GOAL OF THE EXERCISE: In the forum thread below about moving EMS from DOT to DHS, translate this sentence into Spanish: "Moving it from DOT to Homeland Security, will only increase red-tape."

# Brewing National Debate: Move EMS from DOT to DHS?



## Jon (May 7, 2005)

Brewing National Debate: Move EMS from DOT to DHS? 
May 3, 2005

A Homeland Security Policy Institute (HSPI) task force announced today that EMS would be more appropriately delegated to the U.S. Department of Homeland Security (DHS) than under its current administration by the U.S. Department of Transportation (DOT). The task force makes the assertion that “the time is ripe for EMS to move to a more suitable federal agency” because the modern responsibilities of EMS have outgrown its home with the DOT, a home that made sense when early EMS still focused on transporting MVC patients, according to the press release.

<Snip>

The report also calls for the creation of a U.S. EMS Administration within the DHS, which would lead national policy and address and communicate on such issues as national training programs, responder safety, research and funding. As has been widely discussed in EMS and first responder circles, EMS currently receives only 4% of the first responder funding disbursed by DHS; the task force points to this fact as an indication that EMS lacks a sound federal advocate.


Press Release: Clicky

Whole Article:
Clicky


----------



## Phridae (May 7, 2005)

Eh. I never really understood why EMS falls under DOT. Never made much sense to me. I see no problem with this.


----------



## TTLWHKR (May 7, 2005)

Because the National Highway Safety Admin. created EMS in 1966. That's why it is covered by the DOT.

Ambulances went from Hearses w/ no equipment and men w/ no training to "something to work with".


----------



## rescuemedic7306 (May 7, 2005)

I don't care who runs it, just give us the same access to grant money as the FDs


----------



## TTLWHKR (May 7, 2005)

First Bureau of Accident Prevention; PA Dept. of Health step toward making all ambulance personnel certified in the Commonwealth of Pennsylvania was the "Ambulance Attendant Act of April 1964". 

The first state wide class brought 1,614 certified ambulance attendants to the commonwealth.

The EMT class wasn't required in PA until 1973.


----------



## Ridryder911 (May 25, 2005)

Why not have EMS run EMS ?  Always wondered why, it has to be a step-child for anybody ? 

Moving it from DOT to Homeland Security, will only increase red-tape. Besides, preparing for WMD is important, but most EMS services deal with day to day care. Disaster & preparedness is just one of our avenues, medical care of the sick & injured is the primary role.

Referring expression pointing records:
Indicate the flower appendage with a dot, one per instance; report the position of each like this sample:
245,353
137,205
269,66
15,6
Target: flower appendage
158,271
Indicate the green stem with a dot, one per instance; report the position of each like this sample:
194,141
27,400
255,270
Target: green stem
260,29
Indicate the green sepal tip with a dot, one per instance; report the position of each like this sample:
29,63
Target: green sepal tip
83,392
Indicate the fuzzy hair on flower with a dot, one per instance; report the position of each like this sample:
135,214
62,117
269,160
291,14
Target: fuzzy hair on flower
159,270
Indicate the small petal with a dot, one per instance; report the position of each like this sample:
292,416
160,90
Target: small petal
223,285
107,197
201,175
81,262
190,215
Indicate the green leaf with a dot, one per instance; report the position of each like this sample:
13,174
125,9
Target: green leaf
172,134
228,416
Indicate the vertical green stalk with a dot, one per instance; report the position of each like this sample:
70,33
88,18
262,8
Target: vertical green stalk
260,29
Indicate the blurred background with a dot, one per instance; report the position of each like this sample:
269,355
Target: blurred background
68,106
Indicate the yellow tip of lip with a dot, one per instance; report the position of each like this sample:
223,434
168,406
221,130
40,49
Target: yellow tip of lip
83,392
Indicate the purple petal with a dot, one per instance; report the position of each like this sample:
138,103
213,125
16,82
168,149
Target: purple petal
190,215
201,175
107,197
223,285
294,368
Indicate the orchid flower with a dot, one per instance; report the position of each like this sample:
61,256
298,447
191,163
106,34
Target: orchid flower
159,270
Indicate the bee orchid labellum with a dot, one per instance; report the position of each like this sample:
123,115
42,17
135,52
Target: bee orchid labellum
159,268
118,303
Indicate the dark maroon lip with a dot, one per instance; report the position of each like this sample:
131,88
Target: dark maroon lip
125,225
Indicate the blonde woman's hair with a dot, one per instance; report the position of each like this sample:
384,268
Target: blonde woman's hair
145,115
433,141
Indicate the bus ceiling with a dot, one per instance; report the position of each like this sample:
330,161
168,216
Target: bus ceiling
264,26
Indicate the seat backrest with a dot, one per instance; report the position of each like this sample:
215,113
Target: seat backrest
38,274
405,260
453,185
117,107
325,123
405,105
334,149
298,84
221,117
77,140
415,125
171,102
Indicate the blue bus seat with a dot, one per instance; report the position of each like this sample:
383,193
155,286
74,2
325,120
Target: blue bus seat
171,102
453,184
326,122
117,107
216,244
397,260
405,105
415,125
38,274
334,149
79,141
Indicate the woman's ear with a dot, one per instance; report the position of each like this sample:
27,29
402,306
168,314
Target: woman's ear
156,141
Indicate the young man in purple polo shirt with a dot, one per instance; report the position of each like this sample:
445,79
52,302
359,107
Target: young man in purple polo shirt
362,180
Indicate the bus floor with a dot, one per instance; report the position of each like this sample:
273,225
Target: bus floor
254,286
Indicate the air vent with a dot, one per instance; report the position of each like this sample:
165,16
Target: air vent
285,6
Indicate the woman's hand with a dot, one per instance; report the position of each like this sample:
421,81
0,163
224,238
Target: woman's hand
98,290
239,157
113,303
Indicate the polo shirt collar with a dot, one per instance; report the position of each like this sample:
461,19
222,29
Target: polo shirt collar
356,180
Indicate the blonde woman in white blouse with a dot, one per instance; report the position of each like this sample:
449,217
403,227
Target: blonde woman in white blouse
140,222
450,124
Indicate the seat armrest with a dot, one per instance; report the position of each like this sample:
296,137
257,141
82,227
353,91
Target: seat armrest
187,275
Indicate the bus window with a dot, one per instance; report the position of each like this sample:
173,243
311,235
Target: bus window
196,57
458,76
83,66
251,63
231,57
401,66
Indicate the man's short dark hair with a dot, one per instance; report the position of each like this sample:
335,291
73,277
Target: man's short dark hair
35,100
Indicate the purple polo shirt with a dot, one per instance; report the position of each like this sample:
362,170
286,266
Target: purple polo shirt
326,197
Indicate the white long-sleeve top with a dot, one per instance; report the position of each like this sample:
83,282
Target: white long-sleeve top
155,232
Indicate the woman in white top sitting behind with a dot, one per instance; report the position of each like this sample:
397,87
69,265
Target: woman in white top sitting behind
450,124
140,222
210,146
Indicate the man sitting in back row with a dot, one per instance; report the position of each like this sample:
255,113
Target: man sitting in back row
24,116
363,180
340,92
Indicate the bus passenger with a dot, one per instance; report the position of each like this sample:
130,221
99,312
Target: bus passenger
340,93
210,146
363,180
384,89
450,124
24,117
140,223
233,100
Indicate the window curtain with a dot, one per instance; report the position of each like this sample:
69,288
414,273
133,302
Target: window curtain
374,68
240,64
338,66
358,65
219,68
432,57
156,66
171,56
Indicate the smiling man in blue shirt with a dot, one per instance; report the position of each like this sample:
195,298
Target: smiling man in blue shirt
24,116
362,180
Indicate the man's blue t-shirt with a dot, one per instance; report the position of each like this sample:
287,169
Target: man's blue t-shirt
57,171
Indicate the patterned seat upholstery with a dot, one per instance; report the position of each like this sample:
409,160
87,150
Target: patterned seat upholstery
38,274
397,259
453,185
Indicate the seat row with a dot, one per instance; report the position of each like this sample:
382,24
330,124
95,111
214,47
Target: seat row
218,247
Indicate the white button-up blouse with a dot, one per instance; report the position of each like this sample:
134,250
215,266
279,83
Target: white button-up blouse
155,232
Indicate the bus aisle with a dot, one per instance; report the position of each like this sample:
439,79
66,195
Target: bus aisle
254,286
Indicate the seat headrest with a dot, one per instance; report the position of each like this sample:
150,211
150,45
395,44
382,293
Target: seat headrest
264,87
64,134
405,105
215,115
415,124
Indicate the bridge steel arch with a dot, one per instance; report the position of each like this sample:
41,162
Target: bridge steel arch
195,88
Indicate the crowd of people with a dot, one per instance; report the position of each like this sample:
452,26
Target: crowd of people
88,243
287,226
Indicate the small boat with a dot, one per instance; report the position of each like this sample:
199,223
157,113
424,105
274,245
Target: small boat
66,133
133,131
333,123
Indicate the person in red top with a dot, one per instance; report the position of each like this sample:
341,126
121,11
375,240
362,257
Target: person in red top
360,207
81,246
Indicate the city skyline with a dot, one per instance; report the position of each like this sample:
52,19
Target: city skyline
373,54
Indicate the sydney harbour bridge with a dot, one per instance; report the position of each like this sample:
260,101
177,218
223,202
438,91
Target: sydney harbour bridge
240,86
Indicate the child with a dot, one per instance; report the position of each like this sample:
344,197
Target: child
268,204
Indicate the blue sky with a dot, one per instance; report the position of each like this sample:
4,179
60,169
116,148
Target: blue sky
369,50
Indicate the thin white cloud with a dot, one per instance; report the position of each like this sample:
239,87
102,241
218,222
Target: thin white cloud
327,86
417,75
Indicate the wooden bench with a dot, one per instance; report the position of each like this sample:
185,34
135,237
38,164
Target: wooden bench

FINISHED TASK: Trasladarlo del DOT a Seguridad Nacional solo aumentará la burocracia.